+++ EXCERPT +++
Nothing about getting diagnosed with breast cancer is easy breezy although it is something you hear a lot.
There are so many decisions you have to make in such a short time and at a time you are in the worse shape possible. Not only do you have a physical ailment but you are going through so many emotions. Single mastectomy, double mastectomy, lumpectomy, what treatments, what stage, am I BRCA positive, what doctor to see, reconstruction or no reconstruction. How can you make any rational decision?
I opted for a double mastectomy because of my circumstances. Everyone has different options but we all have one thing in common and that is breast cancer. There was no doubt in my mind that a double mastectomy was the best thing for me. Easy breezy decision. I didn't really know how traumatic it is to lose your breasts even though it is the right choice.
In the past when I heard about women getting breast cancer and having mastectomies, it always seemed so simple. Have surgery and get reconstruction. Easy breezy right? After all, you get perky new breasts and insurance pays for it!!!! People have no idea. The ones saying that are the ones that haven't gone through it. It has nothing to do with perky new breasts.
I was really on the fence about reconstruction and I searched for a breast reconstruction group and they were all so excited about it and ready to have new breasts. So, at the last minute, I decided to do reconstruction. The surgeon really only offered two options which were Tram flap (where they do a tummy tuck and transplant the tissue to create new breasts) and implants. The Tram Flap surgery is an actual transplant surgery that takes 12 to 14 hours and it has a long recovery and many potential problems later. I had the impression that my surgeon really wanted to perform this type but I said no way, so implants were chosen. No problem, easy breezy right?
+++ DATA PROVIDED +++
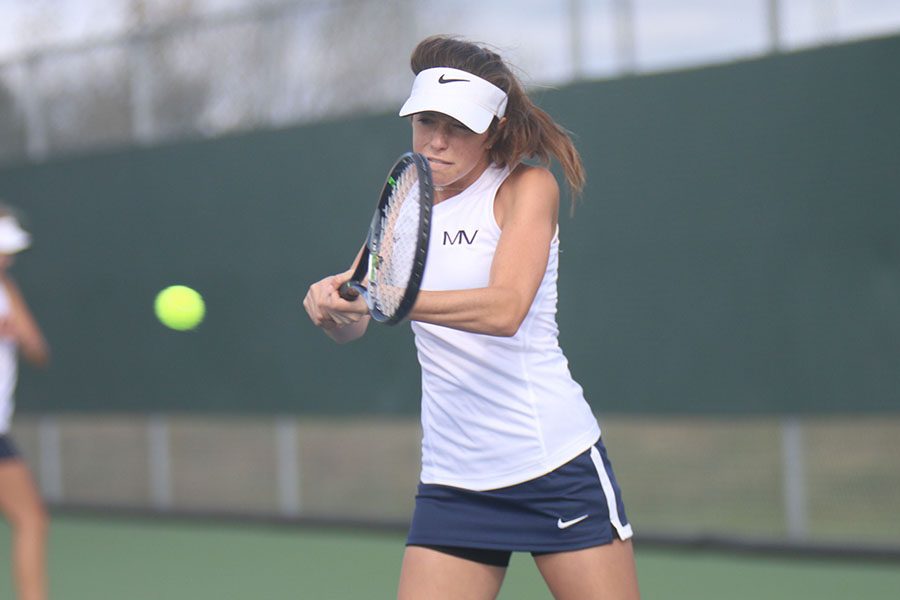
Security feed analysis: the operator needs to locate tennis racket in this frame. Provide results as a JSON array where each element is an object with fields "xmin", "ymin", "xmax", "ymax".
[{"xmin": 338, "ymin": 152, "xmax": 434, "ymax": 325}]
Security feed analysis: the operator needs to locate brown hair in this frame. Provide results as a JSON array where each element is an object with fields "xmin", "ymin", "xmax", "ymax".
[{"xmin": 409, "ymin": 35, "xmax": 585, "ymax": 210}]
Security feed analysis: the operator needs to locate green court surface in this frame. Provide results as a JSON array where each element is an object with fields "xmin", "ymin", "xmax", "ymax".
[{"xmin": 0, "ymin": 516, "xmax": 900, "ymax": 600}]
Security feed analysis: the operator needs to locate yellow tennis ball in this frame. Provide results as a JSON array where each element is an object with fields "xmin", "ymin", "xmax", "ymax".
[{"xmin": 153, "ymin": 285, "xmax": 206, "ymax": 331}]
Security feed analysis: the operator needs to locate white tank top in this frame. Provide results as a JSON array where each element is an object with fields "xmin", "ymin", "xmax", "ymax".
[
  {"xmin": 412, "ymin": 162, "xmax": 600, "ymax": 490},
  {"xmin": 0, "ymin": 283, "xmax": 18, "ymax": 435}
]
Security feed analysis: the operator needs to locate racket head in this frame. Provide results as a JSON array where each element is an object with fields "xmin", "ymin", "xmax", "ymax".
[{"xmin": 368, "ymin": 152, "xmax": 434, "ymax": 325}]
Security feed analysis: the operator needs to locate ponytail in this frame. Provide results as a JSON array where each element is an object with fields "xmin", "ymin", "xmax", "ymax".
[{"xmin": 410, "ymin": 35, "xmax": 585, "ymax": 212}]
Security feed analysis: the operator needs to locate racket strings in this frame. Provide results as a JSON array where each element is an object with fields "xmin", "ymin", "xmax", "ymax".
[{"xmin": 369, "ymin": 165, "xmax": 420, "ymax": 316}]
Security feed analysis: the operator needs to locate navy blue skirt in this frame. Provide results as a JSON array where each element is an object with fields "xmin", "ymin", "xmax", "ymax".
[
  {"xmin": 0, "ymin": 434, "xmax": 19, "ymax": 460},
  {"xmin": 407, "ymin": 440, "xmax": 632, "ymax": 554}
]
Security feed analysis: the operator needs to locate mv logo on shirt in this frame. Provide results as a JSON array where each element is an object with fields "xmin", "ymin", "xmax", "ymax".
[{"xmin": 444, "ymin": 229, "xmax": 478, "ymax": 246}]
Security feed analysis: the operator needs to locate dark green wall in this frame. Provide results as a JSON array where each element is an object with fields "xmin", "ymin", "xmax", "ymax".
[{"xmin": 0, "ymin": 38, "xmax": 900, "ymax": 413}]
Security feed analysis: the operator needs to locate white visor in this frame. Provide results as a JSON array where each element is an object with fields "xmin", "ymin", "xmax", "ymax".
[
  {"xmin": 400, "ymin": 67, "xmax": 507, "ymax": 133},
  {"xmin": 0, "ymin": 215, "xmax": 31, "ymax": 254}
]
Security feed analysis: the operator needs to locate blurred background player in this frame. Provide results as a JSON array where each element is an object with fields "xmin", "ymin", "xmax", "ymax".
[{"xmin": 0, "ymin": 205, "xmax": 49, "ymax": 600}]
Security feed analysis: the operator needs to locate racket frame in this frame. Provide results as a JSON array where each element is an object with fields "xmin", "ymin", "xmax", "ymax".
[{"xmin": 338, "ymin": 152, "xmax": 434, "ymax": 325}]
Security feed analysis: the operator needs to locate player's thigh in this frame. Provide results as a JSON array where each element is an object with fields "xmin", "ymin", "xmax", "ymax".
[
  {"xmin": 534, "ymin": 539, "xmax": 640, "ymax": 600},
  {"xmin": 397, "ymin": 546, "xmax": 506, "ymax": 600},
  {"xmin": 0, "ymin": 459, "xmax": 46, "ymax": 524}
]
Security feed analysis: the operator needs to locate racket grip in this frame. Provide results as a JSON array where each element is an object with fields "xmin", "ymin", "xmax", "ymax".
[{"xmin": 338, "ymin": 281, "xmax": 359, "ymax": 302}]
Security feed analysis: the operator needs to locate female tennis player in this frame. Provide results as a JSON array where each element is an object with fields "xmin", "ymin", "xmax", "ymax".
[
  {"xmin": 0, "ymin": 207, "xmax": 49, "ymax": 600},
  {"xmin": 304, "ymin": 36, "xmax": 639, "ymax": 600}
]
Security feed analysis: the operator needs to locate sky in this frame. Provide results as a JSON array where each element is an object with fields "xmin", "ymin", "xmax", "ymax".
[{"xmin": 0, "ymin": 0, "xmax": 900, "ymax": 79}]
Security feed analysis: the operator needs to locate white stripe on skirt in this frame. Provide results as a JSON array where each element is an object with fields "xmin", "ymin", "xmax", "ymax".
[{"xmin": 591, "ymin": 446, "xmax": 634, "ymax": 540}]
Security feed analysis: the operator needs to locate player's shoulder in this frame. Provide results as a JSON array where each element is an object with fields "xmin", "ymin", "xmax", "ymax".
[
  {"xmin": 504, "ymin": 163, "xmax": 559, "ymax": 193},
  {"xmin": 494, "ymin": 163, "xmax": 559, "ymax": 227}
]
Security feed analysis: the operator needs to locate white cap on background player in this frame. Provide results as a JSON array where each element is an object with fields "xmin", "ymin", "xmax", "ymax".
[
  {"xmin": 400, "ymin": 67, "xmax": 507, "ymax": 133},
  {"xmin": 0, "ymin": 215, "xmax": 31, "ymax": 254}
]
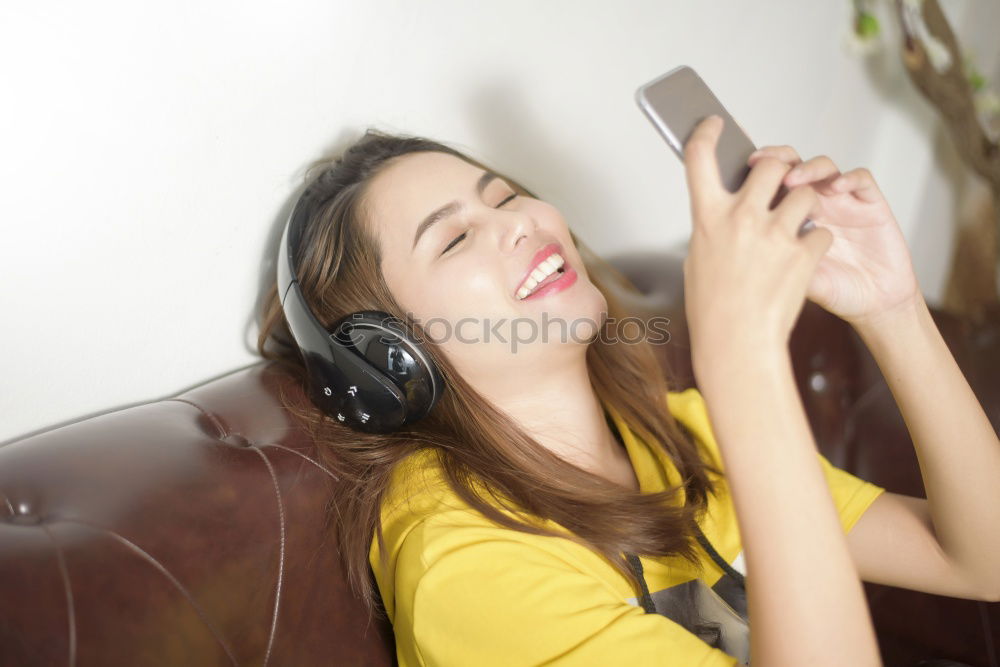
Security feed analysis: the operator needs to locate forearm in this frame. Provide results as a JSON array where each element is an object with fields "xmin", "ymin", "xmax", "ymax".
[
  {"xmin": 855, "ymin": 299, "xmax": 1000, "ymax": 592},
  {"xmin": 695, "ymin": 345, "xmax": 881, "ymax": 666}
]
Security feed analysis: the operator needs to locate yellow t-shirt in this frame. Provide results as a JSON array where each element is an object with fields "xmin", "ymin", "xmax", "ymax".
[{"xmin": 369, "ymin": 388, "xmax": 885, "ymax": 667}]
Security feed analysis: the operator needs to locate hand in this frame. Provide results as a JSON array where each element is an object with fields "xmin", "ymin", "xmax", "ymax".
[
  {"xmin": 684, "ymin": 117, "xmax": 833, "ymax": 374},
  {"xmin": 747, "ymin": 146, "xmax": 923, "ymax": 327}
]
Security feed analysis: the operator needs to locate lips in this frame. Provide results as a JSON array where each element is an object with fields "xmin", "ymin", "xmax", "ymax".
[{"xmin": 514, "ymin": 243, "xmax": 569, "ymax": 299}]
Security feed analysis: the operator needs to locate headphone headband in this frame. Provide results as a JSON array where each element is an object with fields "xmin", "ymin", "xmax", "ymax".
[{"xmin": 276, "ymin": 183, "xmax": 444, "ymax": 433}]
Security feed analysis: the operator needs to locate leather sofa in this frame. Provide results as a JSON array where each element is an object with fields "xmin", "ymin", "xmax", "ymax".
[{"xmin": 0, "ymin": 253, "xmax": 1000, "ymax": 667}]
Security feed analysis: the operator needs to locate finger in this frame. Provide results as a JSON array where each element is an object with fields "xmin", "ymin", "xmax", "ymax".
[
  {"xmin": 801, "ymin": 227, "xmax": 833, "ymax": 266},
  {"xmin": 830, "ymin": 167, "xmax": 885, "ymax": 203},
  {"xmin": 747, "ymin": 146, "xmax": 802, "ymax": 166},
  {"xmin": 684, "ymin": 115, "xmax": 728, "ymax": 217},
  {"xmin": 737, "ymin": 155, "xmax": 790, "ymax": 211},
  {"xmin": 774, "ymin": 185, "xmax": 819, "ymax": 236},
  {"xmin": 785, "ymin": 155, "xmax": 840, "ymax": 187}
]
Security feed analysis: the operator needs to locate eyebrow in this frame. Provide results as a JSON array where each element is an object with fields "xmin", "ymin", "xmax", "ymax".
[{"xmin": 410, "ymin": 171, "xmax": 499, "ymax": 253}]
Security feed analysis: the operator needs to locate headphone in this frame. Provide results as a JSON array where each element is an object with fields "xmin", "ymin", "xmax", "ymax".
[{"xmin": 277, "ymin": 184, "xmax": 444, "ymax": 433}]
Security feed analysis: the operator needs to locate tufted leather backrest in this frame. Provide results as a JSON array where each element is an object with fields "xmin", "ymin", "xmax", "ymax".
[{"xmin": 0, "ymin": 253, "xmax": 1000, "ymax": 666}]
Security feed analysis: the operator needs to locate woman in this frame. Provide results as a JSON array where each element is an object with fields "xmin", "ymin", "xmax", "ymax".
[{"xmin": 259, "ymin": 117, "xmax": 1000, "ymax": 665}]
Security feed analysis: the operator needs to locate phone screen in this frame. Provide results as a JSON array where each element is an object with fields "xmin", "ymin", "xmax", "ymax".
[{"xmin": 636, "ymin": 65, "xmax": 756, "ymax": 192}]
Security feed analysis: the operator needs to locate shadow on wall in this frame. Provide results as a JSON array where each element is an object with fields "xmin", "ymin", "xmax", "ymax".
[{"xmin": 468, "ymin": 79, "xmax": 621, "ymax": 256}]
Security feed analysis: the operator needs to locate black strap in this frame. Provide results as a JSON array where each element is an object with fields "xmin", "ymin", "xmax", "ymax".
[
  {"xmin": 694, "ymin": 524, "xmax": 747, "ymax": 590},
  {"xmin": 625, "ymin": 552, "xmax": 656, "ymax": 614},
  {"xmin": 625, "ymin": 524, "xmax": 747, "ymax": 614}
]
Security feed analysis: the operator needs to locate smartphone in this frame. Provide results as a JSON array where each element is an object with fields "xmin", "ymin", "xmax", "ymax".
+++
WORK INSTRUCTION 1 - In the breast cancer account, how long does the Tram Flap surgery take?
WORK INSTRUCTION 2 - Go on with the breast cancer account, starting right after its last sentence.

EXERCISE RESPONSE 1 - 12 to 14 hours.

EXERCISE RESPONSE 2 -
I had the double mastectomy and placement of tissue expanders to slowly expand the muscle for placement of the implants in a few months. Each week I had to go to the plastic surgeon's office for "fills" where they inject 50 to 100 cc of fluid. Fortunately, I did not have any issues with this procedure but I have heard from many women that they had a lot of pain with the fills. Any woman with tissue expanders will tell you that they feel like hard rocks sitting on your chest. I went several months not being able to sleep in my own bed because they were so uncomfortable. Not easy breezy!!! Again, I was on the fence about whether to go ahead and have the implants put in but other women with reconstruction talked about getting their "squishies" and how much better the implants were, so I thought Well, I have come this far and everyone says the implants feel so much better, so why not?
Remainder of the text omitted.